Once you have read the records, write them out again exactly.
(Exercise inputs begins)
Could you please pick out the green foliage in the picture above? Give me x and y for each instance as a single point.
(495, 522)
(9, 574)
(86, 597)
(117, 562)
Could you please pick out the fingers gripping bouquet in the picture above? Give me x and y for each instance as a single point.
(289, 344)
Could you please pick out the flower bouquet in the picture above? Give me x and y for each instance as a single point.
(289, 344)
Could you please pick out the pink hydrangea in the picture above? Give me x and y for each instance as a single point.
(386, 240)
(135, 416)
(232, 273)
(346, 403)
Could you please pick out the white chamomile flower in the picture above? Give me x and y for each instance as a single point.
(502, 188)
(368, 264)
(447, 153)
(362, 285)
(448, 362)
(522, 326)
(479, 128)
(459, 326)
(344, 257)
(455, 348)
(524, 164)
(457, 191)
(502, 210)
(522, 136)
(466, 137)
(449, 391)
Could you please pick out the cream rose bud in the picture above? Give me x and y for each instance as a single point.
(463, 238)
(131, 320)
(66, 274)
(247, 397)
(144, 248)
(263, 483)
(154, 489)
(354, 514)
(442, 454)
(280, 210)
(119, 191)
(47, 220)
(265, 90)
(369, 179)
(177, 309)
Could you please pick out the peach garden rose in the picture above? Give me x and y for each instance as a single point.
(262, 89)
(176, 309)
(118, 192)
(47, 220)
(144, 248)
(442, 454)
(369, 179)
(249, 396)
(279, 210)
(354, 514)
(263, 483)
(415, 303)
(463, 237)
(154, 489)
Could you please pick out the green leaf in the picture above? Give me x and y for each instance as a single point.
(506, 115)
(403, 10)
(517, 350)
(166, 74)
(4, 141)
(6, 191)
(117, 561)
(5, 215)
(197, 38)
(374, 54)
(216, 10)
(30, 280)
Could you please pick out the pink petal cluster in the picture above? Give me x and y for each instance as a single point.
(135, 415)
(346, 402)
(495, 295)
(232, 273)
(Exercise inputs ends)
Reply:
Could you please pick out the green foliage in the picture above? Give me x and y for each instance as a single point.
(495, 522)
(9, 574)
(86, 597)
(117, 562)
Could you please pick out the fingers gripping bouquet in the picture above? Give me x and y for each instance as a single point.
(289, 344)
Could you please pick out the flower bouquet in the picture above? Give me x and y for each instance as a single point.
(289, 344)
Could you please pick out the pink hydrangea in the picture above? Give me x and y for each instance as a single point.
(386, 240)
(135, 416)
(232, 273)
(346, 403)
Could you please pick out the white chamomile flower in the picture above? Give me x and y for each instance as a single point.
(502, 188)
(368, 264)
(447, 153)
(362, 285)
(448, 362)
(522, 326)
(479, 128)
(459, 326)
(344, 257)
(455, 348)
(524, 164)
(457, 191)
(502, 210)
(522, 136)
(466, 137)
(449, 391)
Could you please pick out the cream rose bud in the picture above? Give me x and y for each instance as a single point.
(463, 238)
(131, 320)
(66, 274)
(247, 397)
(144, 248)
(263, 483)
(154, 489)
(354, 514)
(442, 454)
(280, 210)
(119, 191)
(47, 220)
(265, 90)
(369, 179)
(177, 309)
Could you please pick out the peach garden rose in the picture above? Give me x and y for each instance as a single point.
(262, 89)
(176, 309)
(118, 192)
(47, 220)
(144, 248)
(442, 454)
(369, 179)
(249, 396)
(279, 210)
(354, 514)
(263, 483)
(415, 303)
(463, 237)
(154, 489)
Could you please pick out the green leaf in the picture above? Give me x and y for each instance as a single point.
(506, 115)
(403, 10)
(517, 350)
(166, 74)
(4, 141)
(6, 191)
(117, 561)
(5, 215)
(197, 38)
(374, 54)
(216, 10)
(30, 280)
Could you please pick out the pink petal cluster in the picture above? Give me x and y for each instance as a single point.
(135, 415)
(346, 402)
(495, 295)
(232, 273)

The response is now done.